**Selected passage**.
The high cost of living
By Sharon Lock (see blog: http://talestotell.wordpress.com)
13 March 2009
The price of fish
Yesterday I went to the Kabariti family for Friday lunch, a fish barbeque. I took with me three of the “letters from the world” that were delivered by the Free Gaza boat last year. These letters were from a mother and her two daughters in California, so we decided to give them to the Kabariti girls and their mum, all of whom read English.
The girls and I sat in the sunny front window and they excitedly began to read their letters and compose messages to email in reply (no postal service is possible under siege.) A few minutes later I realised I could hear shooting. Their dad M always keeps binoculars beside the sea window, but I didn’t need them. Looking out, I could
see two Israeli gunboats well on this side of the horizon, looping about and firing on Palestinian fishing boats. No more than three miles from the shore.
Some of the little boats began to head back to the port, so I stomped off down the street to meet them, as the shooting continued, to see what I could find out. I spoke to Ahmed Abel Aziiz, who had just tied up his boat. He said the shooting had been going on half an hour and he was giving up for the day, but he thought that more than ten boats, some medium and some small like his, were still out there. Nobody was arrested or wounded yet. I stomped back to eat my lunch, pleased to
see the Kabariti kids out in the garden after their weeks of hiding inside, but eyeing the parsley in the salad and the fish on my plate with part respect and part despair.

Stored items

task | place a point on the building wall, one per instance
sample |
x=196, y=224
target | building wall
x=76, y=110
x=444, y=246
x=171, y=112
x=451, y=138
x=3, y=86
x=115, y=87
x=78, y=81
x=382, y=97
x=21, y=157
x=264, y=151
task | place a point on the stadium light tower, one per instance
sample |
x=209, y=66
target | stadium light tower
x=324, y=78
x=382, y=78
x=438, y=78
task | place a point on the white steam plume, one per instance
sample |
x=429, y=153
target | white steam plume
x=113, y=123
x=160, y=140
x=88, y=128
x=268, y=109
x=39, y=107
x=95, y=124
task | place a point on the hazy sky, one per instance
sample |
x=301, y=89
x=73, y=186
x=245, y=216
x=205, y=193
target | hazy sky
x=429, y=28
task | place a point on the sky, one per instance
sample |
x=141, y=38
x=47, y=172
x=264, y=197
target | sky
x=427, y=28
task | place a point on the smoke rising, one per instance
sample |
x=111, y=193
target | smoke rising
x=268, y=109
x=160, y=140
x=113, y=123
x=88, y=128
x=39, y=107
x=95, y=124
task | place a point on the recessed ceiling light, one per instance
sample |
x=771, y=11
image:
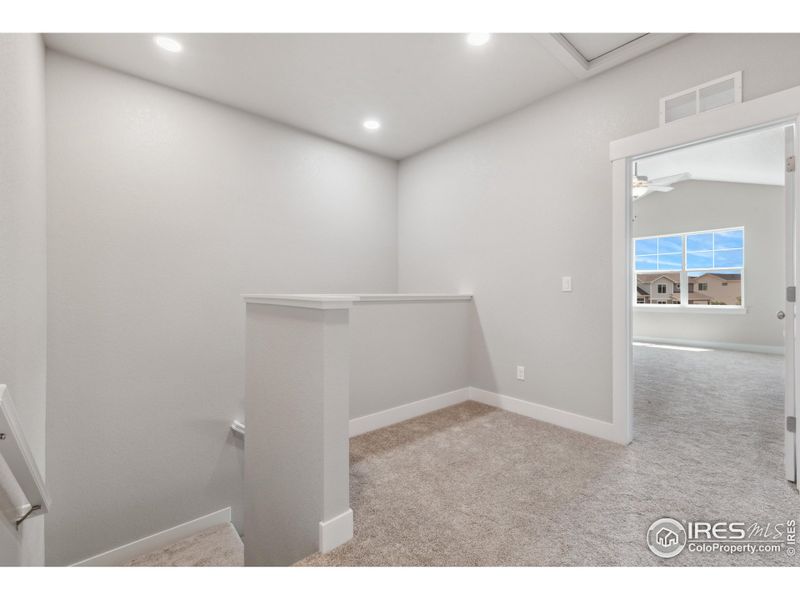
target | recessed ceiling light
x=478, y=39
x=168, y=44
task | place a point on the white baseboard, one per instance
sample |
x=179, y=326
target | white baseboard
x=122, y=554
x=336, y=531
x=562, y=418
x=712, y=345
x=403, y=412
x=548, y=414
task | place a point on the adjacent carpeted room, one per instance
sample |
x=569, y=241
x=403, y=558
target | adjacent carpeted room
x=474, y=485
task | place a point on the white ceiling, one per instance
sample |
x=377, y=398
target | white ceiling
x=424, y=88
x=591, y=46
x=756, y=157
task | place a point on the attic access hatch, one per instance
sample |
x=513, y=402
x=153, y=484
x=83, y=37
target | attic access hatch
x=702, y=98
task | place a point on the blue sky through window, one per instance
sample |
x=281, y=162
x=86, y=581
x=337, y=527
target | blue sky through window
x=709, y=250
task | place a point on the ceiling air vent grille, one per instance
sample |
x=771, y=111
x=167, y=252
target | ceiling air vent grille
x=702, y=98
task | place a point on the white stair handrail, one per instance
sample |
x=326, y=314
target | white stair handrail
x=18, y=456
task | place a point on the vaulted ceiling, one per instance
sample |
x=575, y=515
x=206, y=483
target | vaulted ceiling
x=421, y=88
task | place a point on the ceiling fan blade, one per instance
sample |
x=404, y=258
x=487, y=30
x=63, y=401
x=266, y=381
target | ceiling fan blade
x=670, y=179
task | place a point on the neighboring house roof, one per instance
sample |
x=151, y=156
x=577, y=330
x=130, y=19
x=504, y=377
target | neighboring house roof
x=694, y=296
x=725, y=276
x=651, y=277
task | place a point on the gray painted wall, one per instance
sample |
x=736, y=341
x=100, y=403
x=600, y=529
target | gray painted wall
x=506, y=209
x=23, y=267
x=699, y=205
x=163, y=209
x=406, y=351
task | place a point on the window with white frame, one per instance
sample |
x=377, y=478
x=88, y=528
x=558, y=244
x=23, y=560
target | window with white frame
x=702, y=268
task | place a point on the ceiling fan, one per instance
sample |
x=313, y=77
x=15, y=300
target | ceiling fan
x=641, y=186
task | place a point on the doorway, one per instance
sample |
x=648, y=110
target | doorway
x=711, y=325
x=781, y=108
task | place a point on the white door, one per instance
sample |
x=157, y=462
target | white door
x=791, y=450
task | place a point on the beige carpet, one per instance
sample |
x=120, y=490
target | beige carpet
x=218, y=546
x=473, y=485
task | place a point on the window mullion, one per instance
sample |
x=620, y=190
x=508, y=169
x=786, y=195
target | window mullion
x=684, y=275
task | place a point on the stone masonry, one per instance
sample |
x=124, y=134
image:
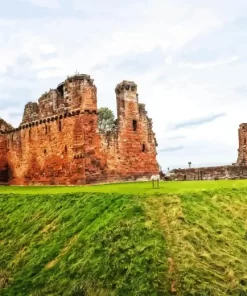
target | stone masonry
x=58, y=141
x=237, y=170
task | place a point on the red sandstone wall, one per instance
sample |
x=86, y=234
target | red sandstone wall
x=210, y=173
x=242, y=151
x=58, y=141
x=131, y=153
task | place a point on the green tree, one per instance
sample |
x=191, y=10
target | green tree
x=106, y=120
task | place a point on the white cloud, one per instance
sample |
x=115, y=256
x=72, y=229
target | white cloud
x=209, y=65
x=54, y=4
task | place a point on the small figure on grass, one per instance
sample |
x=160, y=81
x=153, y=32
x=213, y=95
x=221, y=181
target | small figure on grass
x=157, y=179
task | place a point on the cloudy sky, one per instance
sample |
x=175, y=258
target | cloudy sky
x=188, y=57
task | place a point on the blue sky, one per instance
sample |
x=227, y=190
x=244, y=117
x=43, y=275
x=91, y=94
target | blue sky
x=189, y=59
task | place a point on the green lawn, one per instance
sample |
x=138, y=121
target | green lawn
x=186, y=238
x=129, y=188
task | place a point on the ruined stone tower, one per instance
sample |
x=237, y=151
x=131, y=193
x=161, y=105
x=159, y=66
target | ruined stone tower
x=136, y=137
x=58, y=140
x=242, y=142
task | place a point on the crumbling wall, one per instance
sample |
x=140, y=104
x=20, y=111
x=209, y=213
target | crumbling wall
x=4, y=171
x=131, y=149
x=242, y=150
x=58, y=140
x=210, y=173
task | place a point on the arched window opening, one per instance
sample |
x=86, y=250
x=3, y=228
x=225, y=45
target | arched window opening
x=134, y=124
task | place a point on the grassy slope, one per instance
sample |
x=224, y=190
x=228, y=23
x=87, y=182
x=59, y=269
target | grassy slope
x=130, y=188
x=123, y=244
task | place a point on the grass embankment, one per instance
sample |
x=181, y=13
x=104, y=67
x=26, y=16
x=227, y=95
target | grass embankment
x=123, y=244
x=129, y=188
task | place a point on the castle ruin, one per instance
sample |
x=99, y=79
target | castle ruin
x=58, y=141
x=237, y=170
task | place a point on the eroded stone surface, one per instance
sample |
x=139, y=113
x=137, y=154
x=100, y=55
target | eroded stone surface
x=58, y=140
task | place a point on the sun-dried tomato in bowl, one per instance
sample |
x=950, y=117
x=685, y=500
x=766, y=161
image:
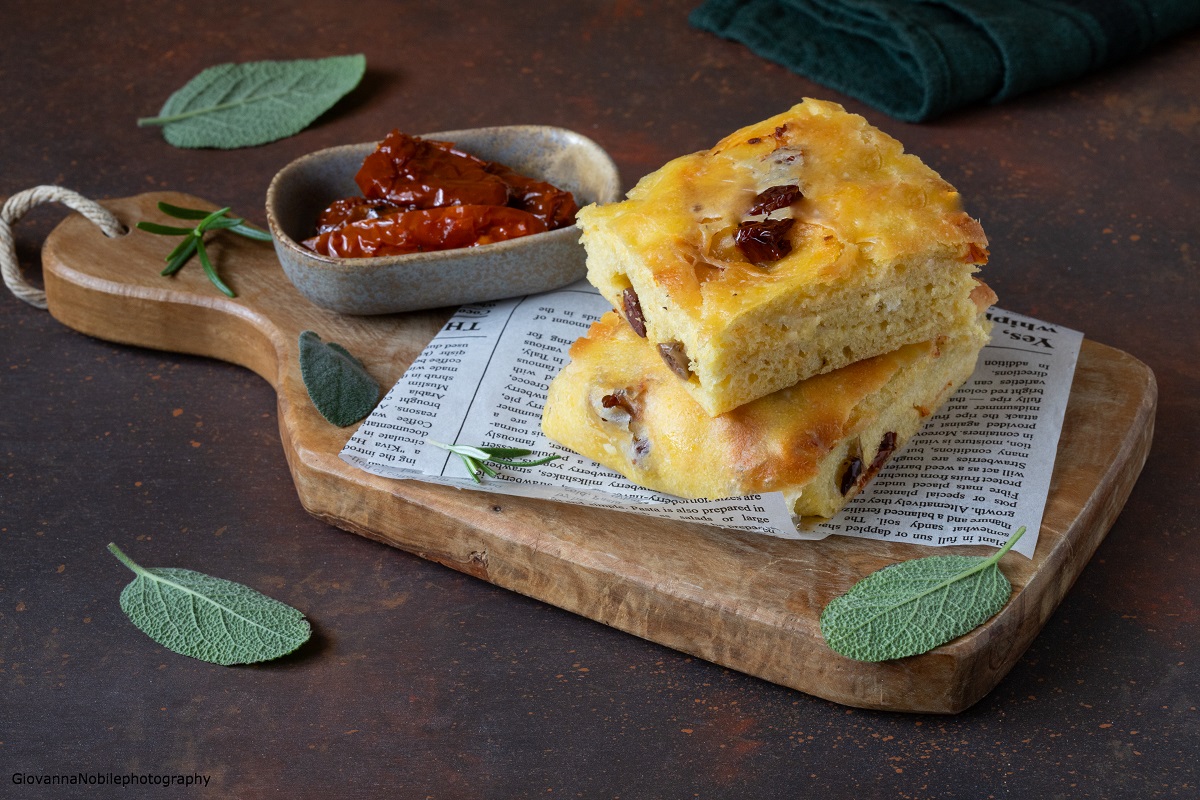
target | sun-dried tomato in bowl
x=423, y=194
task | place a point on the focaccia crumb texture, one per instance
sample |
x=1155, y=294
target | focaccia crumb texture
x=881, y=254
x=621, y=405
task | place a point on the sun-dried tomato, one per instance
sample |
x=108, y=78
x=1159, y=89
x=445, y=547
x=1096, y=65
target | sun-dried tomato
x=352, y=209
x=423, y=194
x=774, y=198
x=426, y=229
x=415, y=173
x=765, y=240
x=552, y=205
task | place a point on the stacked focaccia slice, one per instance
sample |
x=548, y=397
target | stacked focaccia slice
x=790, y=306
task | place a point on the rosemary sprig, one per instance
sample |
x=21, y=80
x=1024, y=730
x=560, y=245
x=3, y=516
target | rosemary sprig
x=193, y=238
x=475, y=458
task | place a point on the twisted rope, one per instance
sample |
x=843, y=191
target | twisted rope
x=17, y=205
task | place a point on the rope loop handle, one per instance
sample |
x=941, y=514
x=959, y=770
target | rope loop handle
x=17, y=205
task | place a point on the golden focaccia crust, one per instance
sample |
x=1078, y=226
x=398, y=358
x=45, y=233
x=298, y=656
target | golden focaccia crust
x=881, y=254
x=819, y=441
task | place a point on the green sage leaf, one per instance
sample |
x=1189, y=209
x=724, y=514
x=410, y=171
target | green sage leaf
x=337, y=383
x=912, y=607
x=244, y=104
x=210, y=619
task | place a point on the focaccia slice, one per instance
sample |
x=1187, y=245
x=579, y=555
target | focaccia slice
x=793, y=247
x=819, y=441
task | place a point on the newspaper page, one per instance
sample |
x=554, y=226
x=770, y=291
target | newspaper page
x=977, y=470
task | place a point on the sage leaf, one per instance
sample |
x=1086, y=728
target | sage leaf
x=912, y=607
x=337, y=383
x=244, y=104
x=210, y=619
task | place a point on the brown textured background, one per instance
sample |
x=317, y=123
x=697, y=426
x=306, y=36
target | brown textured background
x=423, y=681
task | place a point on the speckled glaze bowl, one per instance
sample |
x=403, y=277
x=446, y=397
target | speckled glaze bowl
x=396, y=283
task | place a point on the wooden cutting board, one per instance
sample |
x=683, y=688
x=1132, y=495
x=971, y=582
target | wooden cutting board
x=749, y=602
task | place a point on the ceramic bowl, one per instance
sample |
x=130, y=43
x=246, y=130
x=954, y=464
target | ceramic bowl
x=396, y=283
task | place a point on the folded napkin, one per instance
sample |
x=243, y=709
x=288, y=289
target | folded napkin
x=917, y=59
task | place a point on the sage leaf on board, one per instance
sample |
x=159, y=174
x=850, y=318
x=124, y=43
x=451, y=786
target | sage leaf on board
x=244, y=104
x=337, y=383
x=210, y=619
x=909, y=608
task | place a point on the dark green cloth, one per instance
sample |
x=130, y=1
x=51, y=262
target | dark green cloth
x=918, y=59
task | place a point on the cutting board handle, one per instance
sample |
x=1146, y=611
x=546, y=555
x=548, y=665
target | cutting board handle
x=17, y=205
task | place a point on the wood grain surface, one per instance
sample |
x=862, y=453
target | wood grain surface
x=745, y=601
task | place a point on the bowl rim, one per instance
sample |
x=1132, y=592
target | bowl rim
x=379, y=262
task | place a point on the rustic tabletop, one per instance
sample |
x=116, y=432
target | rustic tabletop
x=424, y=681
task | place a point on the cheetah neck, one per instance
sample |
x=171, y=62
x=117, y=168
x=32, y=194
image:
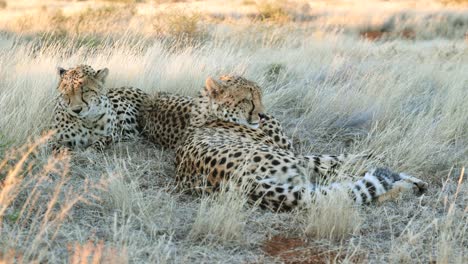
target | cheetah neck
x=203, y=112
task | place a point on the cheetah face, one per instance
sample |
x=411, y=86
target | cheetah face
x=82, y=92
x=235, y=99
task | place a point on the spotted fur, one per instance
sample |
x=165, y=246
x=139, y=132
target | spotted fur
x=86, y=114
x=221, y=140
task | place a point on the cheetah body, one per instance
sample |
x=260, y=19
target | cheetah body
x=227, y=137
x=86, y=114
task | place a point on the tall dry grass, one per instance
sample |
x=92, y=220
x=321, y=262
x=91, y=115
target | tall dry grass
x=403, y=101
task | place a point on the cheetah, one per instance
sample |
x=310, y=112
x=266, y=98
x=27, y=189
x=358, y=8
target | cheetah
x=225, y=136
x=88, y=115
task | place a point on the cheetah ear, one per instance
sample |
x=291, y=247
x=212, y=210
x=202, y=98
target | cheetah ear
x=101, y=74
x=61, y=71
x=212, y=88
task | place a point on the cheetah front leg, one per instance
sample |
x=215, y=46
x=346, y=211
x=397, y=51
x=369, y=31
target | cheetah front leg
x=325, y=166
x=377, y=185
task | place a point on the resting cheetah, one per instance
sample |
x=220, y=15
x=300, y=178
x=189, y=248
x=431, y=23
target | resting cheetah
x=86, y=114
x=222, y=138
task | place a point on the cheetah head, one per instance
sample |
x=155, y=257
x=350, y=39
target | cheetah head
x=235, y=99
x=81, y=89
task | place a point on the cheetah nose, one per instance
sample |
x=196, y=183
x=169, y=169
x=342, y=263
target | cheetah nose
x=77, y=110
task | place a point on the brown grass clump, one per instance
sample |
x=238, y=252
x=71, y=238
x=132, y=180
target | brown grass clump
x=221, y=218
x=273, y=11
x=299, y=251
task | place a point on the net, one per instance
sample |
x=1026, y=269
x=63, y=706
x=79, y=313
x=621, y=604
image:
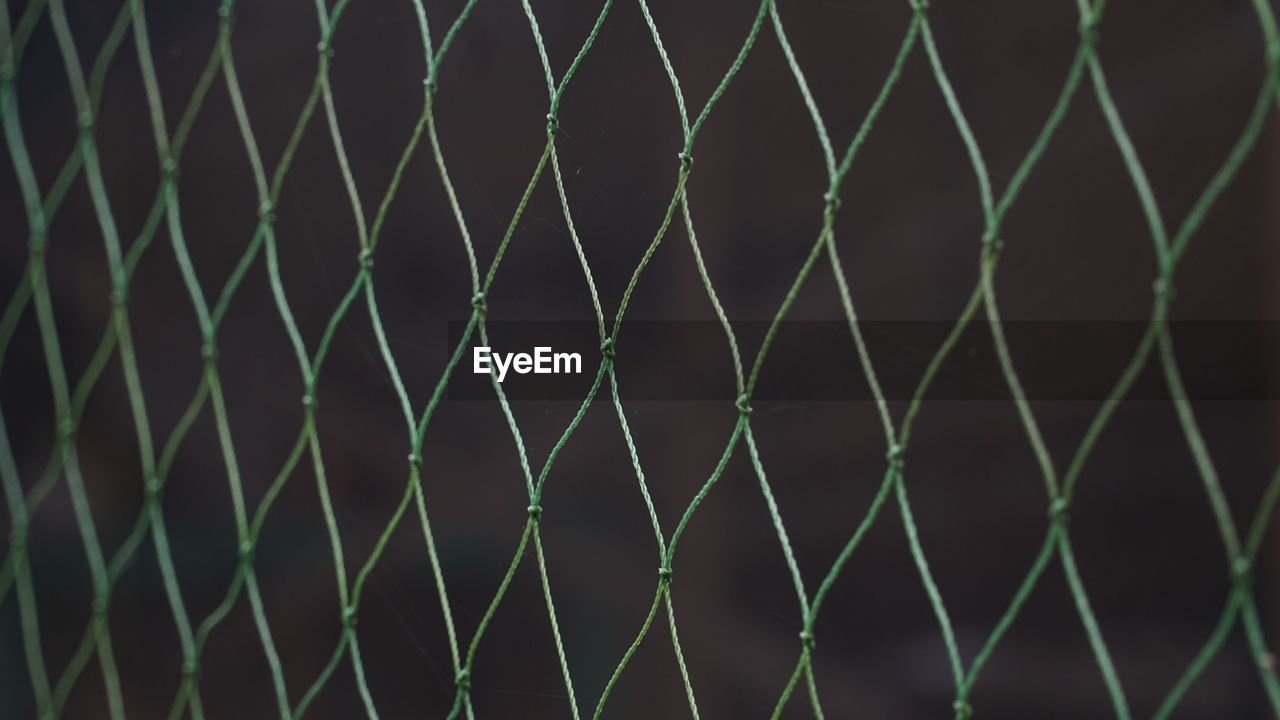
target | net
x=51, y=687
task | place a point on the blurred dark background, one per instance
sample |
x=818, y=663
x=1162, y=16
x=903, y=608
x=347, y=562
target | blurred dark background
x=1184, y=76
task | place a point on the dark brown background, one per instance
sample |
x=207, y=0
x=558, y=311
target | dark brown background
x=1184, y=76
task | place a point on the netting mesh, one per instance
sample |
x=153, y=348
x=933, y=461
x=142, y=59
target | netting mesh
x=51, y=686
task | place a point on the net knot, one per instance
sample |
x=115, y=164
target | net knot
x=1240, y=569
x=832, y=201
x=807, y=639
x=1057, y=510
x=895, y=456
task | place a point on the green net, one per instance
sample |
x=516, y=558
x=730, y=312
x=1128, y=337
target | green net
x=51, y=686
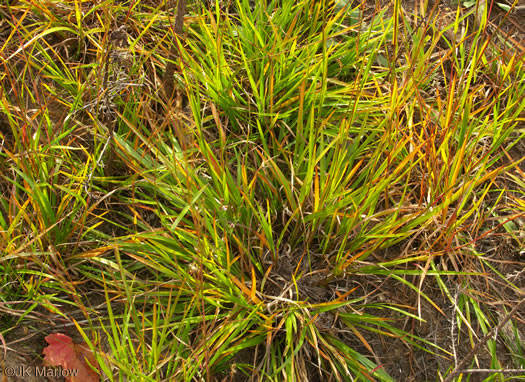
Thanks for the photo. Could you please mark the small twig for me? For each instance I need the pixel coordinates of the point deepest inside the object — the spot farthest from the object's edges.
(457, 370)
(493, 371)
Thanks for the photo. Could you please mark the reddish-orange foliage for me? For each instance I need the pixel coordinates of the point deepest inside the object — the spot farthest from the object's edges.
(72, 357)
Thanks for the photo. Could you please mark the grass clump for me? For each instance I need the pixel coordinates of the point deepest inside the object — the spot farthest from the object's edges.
(330, 191)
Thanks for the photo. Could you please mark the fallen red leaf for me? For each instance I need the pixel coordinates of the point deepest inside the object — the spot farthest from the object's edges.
(72, 357)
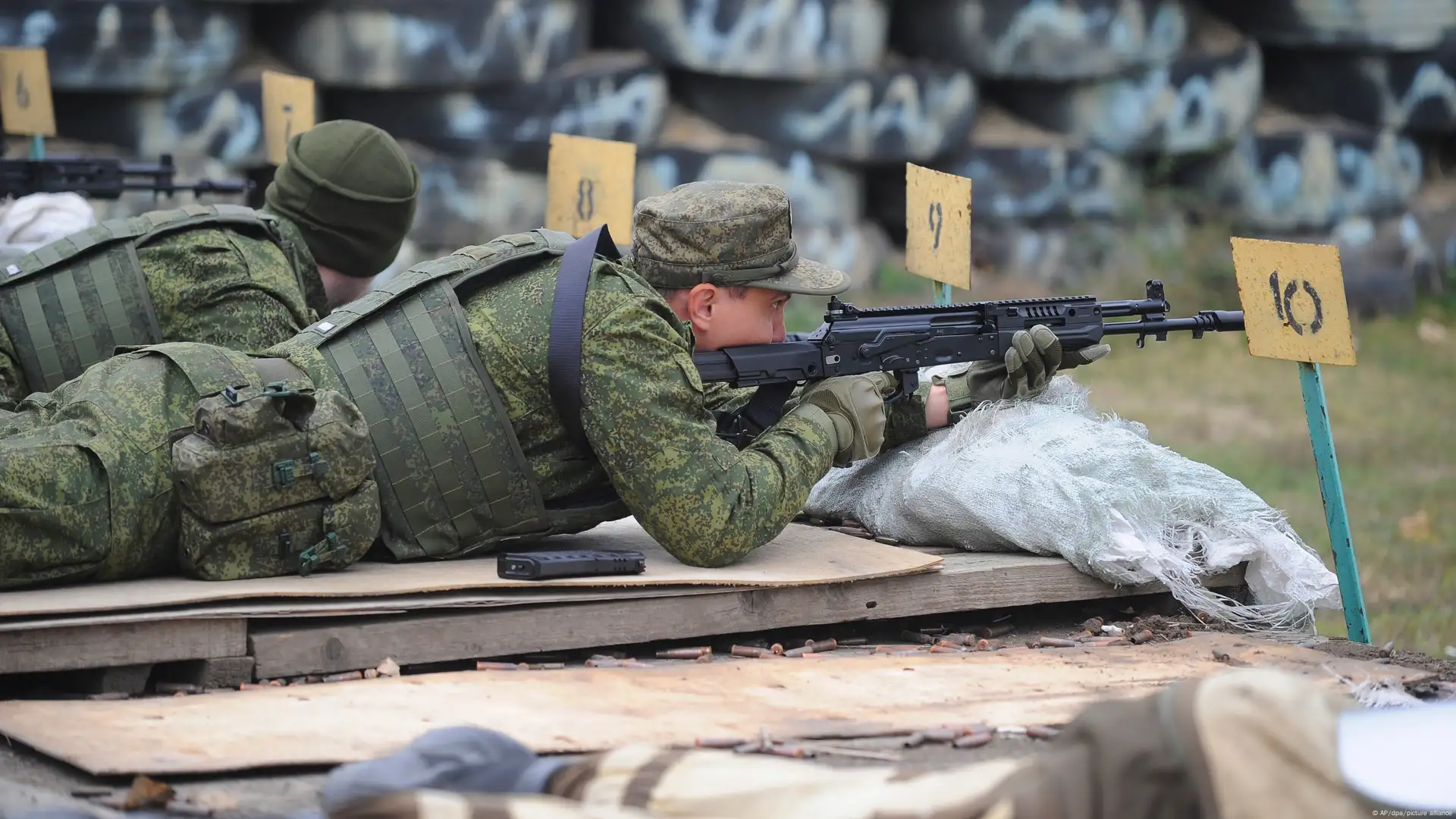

**Exercise brief**. Return the full blog post on the price of fish in Gaza word for word. None of the entries is needed here.

**Reply to the task**.
The high cost of living
By Sharon Lock (see blog: http://talestotell.wordpress.com)
13 March 2009
The price of fish
Yesterday I went to the Kabariti family for Friday lunch, a fish barbeque. I took with me three of the “letters from the world” that were delivered by the Free Gaza boat last year. These letters were from a mother and her two daughters in California, so we decided to give them to the Kabariti girls and their mum, all of whom read English.
The girls and I sat in the sunny front window and they excitedly began to read their letters and compose messages to email in reply (no postal service is possible under siege.) A few minutes later I realised I could hear shooting. Their dad M always keeps binoculars beside the sea window, but I didn’t need them. Looking out, I could
see two Israeli gunboats well on this side of the horizon, looping about and firing on Palestinian fishing boats. No more than three miles from the shore.
Some of the little boats began to head back to the port, so I stomped off down the street to meet them, as the shooting continued, to see what I could find out. I spoke to Ahmed Abel Aziiz, who had just tied up his boat. He said the shooting had been going on half an hour and he was giving up for the day, but he thought that more than ten boats, some medium and some small like his, were still out there. Nobody was arrested or wounded yet. I stomped back to eat my lunch, pleased to
see the Kabariti kids out in the garden after their weeks of hiding inside, but eyeing the parsley in the salad and the fish on my plate with part respect and part despair.